PROVIDED INFORMATION:

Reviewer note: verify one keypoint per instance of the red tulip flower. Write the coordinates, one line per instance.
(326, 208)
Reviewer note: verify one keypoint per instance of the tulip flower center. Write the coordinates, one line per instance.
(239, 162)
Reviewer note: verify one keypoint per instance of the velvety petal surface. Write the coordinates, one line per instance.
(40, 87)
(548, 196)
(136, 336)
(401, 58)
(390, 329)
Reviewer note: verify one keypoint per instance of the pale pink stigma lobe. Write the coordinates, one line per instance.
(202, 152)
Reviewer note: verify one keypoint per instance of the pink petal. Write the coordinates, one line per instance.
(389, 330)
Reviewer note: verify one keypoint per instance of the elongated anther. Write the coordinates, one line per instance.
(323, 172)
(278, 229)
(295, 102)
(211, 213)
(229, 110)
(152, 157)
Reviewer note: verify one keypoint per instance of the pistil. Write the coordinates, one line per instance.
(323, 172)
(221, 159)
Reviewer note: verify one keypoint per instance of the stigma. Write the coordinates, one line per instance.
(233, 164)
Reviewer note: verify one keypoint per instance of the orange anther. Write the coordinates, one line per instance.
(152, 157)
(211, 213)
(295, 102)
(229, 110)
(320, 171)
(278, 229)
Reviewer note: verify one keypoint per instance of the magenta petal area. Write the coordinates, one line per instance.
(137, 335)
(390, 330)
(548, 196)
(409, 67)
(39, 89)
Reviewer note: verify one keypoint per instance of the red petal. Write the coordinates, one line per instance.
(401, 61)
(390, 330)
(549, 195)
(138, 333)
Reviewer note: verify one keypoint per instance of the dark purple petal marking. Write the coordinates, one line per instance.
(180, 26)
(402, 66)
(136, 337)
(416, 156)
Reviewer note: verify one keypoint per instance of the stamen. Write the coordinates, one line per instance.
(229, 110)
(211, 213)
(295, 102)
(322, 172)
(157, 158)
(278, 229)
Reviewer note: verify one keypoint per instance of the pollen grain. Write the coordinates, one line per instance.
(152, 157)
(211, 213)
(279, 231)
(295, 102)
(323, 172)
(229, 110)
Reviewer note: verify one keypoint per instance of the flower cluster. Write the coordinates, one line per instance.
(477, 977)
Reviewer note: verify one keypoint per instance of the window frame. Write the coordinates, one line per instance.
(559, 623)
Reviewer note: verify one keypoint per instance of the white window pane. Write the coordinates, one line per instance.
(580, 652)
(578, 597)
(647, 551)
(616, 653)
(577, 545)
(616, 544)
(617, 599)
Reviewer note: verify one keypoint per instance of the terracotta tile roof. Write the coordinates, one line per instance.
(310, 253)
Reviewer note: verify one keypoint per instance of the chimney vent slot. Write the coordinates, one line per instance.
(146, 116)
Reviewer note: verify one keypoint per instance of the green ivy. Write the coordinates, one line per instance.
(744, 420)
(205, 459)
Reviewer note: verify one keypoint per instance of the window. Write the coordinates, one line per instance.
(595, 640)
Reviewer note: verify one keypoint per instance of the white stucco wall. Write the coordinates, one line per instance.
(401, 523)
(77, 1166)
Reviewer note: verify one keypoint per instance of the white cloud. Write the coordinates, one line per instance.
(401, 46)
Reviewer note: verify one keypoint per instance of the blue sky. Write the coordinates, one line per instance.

EXERCISE DETAILS: Character for character, output the whole material above.

YOUR SOLUTION:
Reviewer note: verify one keypoint per instance of the red tulip flower. Write the coordinates, one line per instance.
(326, 208)
Reviewer note: verify one keypoint per instance of the tulip flower center. Write the coordinates, one line per instance.
(239, 162)
Reviewer note: verify one keypoint per instance of the velvety petal surface. Write the coordinates, one line per instance.
(40, 87)
(548, 196)
(136, 336)
(401, 58)
(390, 329)
Reviewer note: verify one keypoint per instance of the pale pink stigma lobe. Write the coordinates, one line per instance.
(202, 152)
Reviewer note: verify one keypoint per instance of the pink petal. Write the coordinates, one line per instance.
(389, 330)
Reviewer note: verify one keypoint per instance of the elongated anther. Write the coordinates, one line per instance.
(323, 172)
(278, 229)
(295, 102)
(211, 213)
(229, 110)
(152, 157)
Reviewer note: verify one keypoint per instance of the pistil. Write the coordinates, one line per instance.
(323, 172)
(221, 159)
Reviewer note: verify one keypoint per instance of the stigma. Write the coordinates, one line per instance.
(233, 164)
Reviewer note: verify one keypoint per instance of the orange anther. Write the coordinates, one line per instance.
(152, 157)
(211, 213)
(295, 102)
(229, 110)
(320, 171)
(278, 229)
Reviewer note: verify one keypoint per instance of the magenta petal area. Write the coordinates, one line per instance.
(137, 335)
(390, 330)
(548, 196)
(409, 67)
(39, 89)
Reviewer note: verify one keypoint per instance of the red petal. Write the coordinates, one line per instance.
(401, 61)
(390, 330)
(549, 195)
(138, 333)
Reviewer note: verify one keypoint per instance of the dark purple petal marking. Write the coordinates, one line per instance.
(180, 26)
(402, 66)
(136, 337)
(416, 156)
Reviewer note: verify one keypoint per instance of the stamen. Write the coordinates, one line per instance.
(229, 110)
(211, 213)
(295, 102)
(322, 172)
(157, 158)
(278, 229)
Reviewer note: verify one keypoint per instance of the pollen grain. Write the coordinates, one line per instance.
(152, 157)
(211, 213)
(279, 231)
(295, 102)
(323, 172)
(229, 110)
Reviewer note: verify one keypoint per instance of the flower cluster. Write the coordinates, one line per instance.
(477, 977)
Reviewer note: verify one keypoint per instance of the window frame. Write the coordinates, one line per instance.
(559, 623)
Reviewer note: verify one keypoint per instance of the white window pane. Write the coordinates, one line per instance.
(580, 652)
(578, 597)
(647, 551)
(616, 653)
(577, 545)
(616, 544)
(617, 599)
Reviewer note: verify one keypoint per instance of the terracotta tile roof. Write the coordinates, one line per instance.
(310, 253)
Reviewer note: verify one keypoint per instance of the chimney vent slot. Write the coordinates, one line per instance.
(146, 116)
Reviewer note: verify one keypoint per instance of the green ivy. Write the coordinates, one line per instance.
(744, 420)
(205, 459)
Reviewer note: verify one keypoint per instance of the window. Write the coordinates, one line per instance.
(595, 640)
Reviewer note: verify one keypoint per instance of the white stucco wall. Write the coordinates, one line per instance.
(401, 523)
(77, 1166)
Reviewer note: verify one keypoint per instance of the white cloud. Write the coordinates, one line per instance.
(401, 46)
Reviewer note: verify one keypoint per instance of the blue sky. Write the coordinates, one line per instance.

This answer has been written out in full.